→ What is being asked:
Repeat exactly, and only, the lines from the one holding "box: [65, 87, 106, 220]" through the last line of the records below.
☆ ☆ ☆ ☆ ☆
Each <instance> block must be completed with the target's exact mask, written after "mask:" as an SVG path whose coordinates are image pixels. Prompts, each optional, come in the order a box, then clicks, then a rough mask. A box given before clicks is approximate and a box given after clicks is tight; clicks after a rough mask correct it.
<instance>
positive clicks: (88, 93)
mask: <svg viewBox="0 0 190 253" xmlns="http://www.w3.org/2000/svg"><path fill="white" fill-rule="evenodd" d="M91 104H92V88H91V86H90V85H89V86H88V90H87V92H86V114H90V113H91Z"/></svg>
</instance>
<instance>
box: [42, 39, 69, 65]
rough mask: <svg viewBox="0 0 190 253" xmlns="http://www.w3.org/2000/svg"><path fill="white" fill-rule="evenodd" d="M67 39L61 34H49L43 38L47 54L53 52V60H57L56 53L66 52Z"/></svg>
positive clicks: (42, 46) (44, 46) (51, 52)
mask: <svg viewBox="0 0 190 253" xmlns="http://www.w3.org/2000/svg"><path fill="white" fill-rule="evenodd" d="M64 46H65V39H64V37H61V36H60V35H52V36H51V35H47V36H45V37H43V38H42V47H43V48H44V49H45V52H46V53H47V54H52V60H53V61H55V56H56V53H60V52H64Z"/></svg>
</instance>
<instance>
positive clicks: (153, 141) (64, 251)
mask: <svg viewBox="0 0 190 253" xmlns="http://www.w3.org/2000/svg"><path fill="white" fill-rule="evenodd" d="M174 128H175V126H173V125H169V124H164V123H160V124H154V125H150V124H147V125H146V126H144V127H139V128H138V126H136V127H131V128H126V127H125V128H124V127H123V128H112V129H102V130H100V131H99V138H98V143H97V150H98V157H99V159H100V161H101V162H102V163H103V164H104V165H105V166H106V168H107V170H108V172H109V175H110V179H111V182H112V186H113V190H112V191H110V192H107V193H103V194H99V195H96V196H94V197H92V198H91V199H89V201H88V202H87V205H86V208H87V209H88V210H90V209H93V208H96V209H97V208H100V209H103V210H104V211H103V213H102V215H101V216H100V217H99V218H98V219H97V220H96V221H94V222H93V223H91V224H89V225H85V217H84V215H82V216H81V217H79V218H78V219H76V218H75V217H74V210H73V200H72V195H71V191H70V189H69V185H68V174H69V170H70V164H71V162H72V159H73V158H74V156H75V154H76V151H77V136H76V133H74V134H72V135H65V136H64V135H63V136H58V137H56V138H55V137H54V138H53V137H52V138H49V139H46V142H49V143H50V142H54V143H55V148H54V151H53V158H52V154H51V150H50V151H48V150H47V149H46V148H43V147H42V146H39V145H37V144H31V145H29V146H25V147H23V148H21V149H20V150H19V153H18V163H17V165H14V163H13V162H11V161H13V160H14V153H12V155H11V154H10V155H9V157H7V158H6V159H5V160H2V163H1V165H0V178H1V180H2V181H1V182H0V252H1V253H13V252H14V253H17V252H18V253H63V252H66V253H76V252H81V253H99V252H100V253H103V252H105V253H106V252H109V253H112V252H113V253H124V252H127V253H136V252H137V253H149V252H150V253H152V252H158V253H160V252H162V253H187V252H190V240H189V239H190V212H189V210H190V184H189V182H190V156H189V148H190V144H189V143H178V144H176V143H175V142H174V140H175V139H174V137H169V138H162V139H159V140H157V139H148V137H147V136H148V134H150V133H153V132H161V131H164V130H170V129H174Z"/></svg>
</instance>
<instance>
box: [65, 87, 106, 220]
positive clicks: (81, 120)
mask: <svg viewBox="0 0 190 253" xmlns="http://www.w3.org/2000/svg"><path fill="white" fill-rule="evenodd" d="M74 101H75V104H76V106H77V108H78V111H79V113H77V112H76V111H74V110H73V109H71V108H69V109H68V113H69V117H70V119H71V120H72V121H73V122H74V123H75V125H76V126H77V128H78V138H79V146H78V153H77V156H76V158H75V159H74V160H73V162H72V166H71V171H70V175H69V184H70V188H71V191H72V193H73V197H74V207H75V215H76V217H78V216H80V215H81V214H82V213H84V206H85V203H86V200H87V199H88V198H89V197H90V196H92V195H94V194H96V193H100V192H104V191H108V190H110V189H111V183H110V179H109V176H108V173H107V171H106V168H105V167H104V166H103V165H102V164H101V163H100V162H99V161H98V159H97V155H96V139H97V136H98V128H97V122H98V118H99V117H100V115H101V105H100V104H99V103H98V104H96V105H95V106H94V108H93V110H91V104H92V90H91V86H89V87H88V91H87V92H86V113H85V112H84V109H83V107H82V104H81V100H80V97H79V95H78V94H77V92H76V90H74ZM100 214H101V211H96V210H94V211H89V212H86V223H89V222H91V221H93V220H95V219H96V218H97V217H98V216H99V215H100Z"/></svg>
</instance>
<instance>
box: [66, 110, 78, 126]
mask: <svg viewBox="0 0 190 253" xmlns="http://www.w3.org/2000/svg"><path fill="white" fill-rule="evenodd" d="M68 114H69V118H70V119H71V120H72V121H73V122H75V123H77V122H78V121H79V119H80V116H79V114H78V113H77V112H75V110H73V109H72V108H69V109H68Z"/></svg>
☆ ☆ ☆ ☆ ☆
→ Answer section:
box: [65, 87, 106, 220]
positive clicks: (81, 120)
mask: <svg viewBox="0 0 190 253" xmlns="http://www.w3.org/2000/svg"><path fill="white" fill-rule="evenodd" d="M74 101H75V104H76V106H77V108H78V111H79V113H77V112H76V111H74V110H73V109H71V108H69V109H68V113H69V117H70V119H71V120H72V121H73V122H74V123H75V125H76V126H77V128H78V138H79V146H78V153H77V156H76V158H75V159H74V160H73V162H72V166H71V171H70V175H69V184H70V188H71V191H72V193H73V197H74V207H75V215H76V217H78V216H80V215H81V214H82V213H84V206H85V203H86V200H87V199H88V198H89V197H90V196H92V195H94V194H96V193H100V192H104V191H108V190H110V189H111V183H110V179H109V176H108V173H107V171H106V168H105V167H104V166H103V165H102V164H101V163H100V162H99V161H98V159H97V155H96V139H97V136H98V128H97V122H98V118H99V117H100V115H101V105H100V104H99V103H98V104H96V105H95V106H94V108H93V110H91V104H92V90H91V86H89V87H88V91H87V92H86V113H85V112H84V109H83V107H82V104H81V100H80V97H79V95H78V94H77V92H76V90H74ZM100 214H101V211H96V210H94V211H89V212H86V223H89V222H91V221H93V220H95V219H96V218H97V217H98V216H99V215H100Z"/></svg>
</instance>
<instance>
box: [66, 110, 78, 126]
mask: <svg viewBox="0 0 190 253" xmlns="http://www.w3.org/2000/svg"><path fill="white" fill-rule="evenodd" d="M68 114H69V118H70V119H71V120H72V121H73V122H75V123H77V122H78V121H79V119H80V116H79V114H78V113H77V112H75V110H73V109H72V108H69V109H68Z"/></svg>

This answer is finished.